- **WORK TO COMPLETE**
Repeat the passage of the samtools sort thread that begins at the words "I'd like to" and stops after the words "happening first ...", with no changes.

- **PASSAGE SHOWN**
Content starts

Using samtools version 0.1.18, the following bowtie alignment pipeline works well to create a sorted BAM file:
bowtie -v 0 -S genome.fasta test.fastq | samtools view -S -b -u - | samtools sort - test0.1.18
[samopen] SAM header is present: 2108 sequences.
# reads processed: 80094
# reads with at least one reported alignment: 70028 (87.43%)
# reads that failed to align: 10066 (12.57%)
Reported 70028 alignments to 1 output stream(s)
However, if I install and use samtools version 0.1.19, I get an error message claiming the input is truncated (2nd line below):
bowtie -v 0 -S genome.fasta test.fastq | samtools view -S -b -u - | samtools sort - test0.1.19
[bam_header_read] EOF marker is absent. The input is probably truncated.
[samopen] SAM header is present: 2108 sequences.
# reads processed: 80094
# reads with at least one reported alignment: 70028 (87.43%)
# reads that failed to align: 10066 (12.57%)
Reported 70028 alignments to 1 output stream(s)
I assume the error message is coming from samtools sort. But it is confusing, since both versions create identical results, including fully intact headers and properly formatted BAM alignments. Removing the -u switch in the samtools view call has no effect.
I'd like to fix the reporting of this error because a similar pipeline is used in some scripts of mine -- users who have samtools 0.1.19 are worried about the error message. I know I could just send the STDERR of the samtools sort to /dev/null, but I'd rather try and understand what is happening first ...
Thanks for digging that out for me - much appreciated
No problem. Given how frequently I use samtools (and its C API), I should probably check if the current devel branch still has this bug and submit a fix if not.

Content ends

- **DATA SEGMENT**
Content starts

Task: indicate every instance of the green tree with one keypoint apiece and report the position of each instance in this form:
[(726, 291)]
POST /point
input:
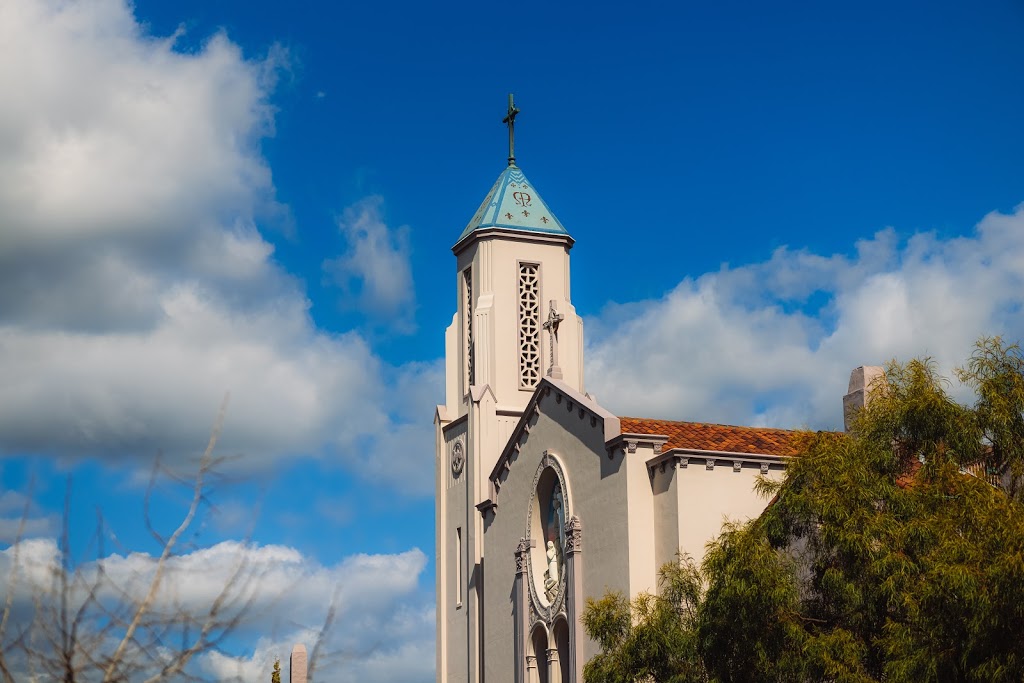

Content ends

- **WRITTEN RESPONSE**
I'd like to fix the reporting of this error because a similar pipeline is used in some scripts of mine -- users who have samtools 0.1.19 are worried about the error message. I know I could just send the STDERR of the samtools sort to /dev/null, but I'd rather try and understand what is happening first ...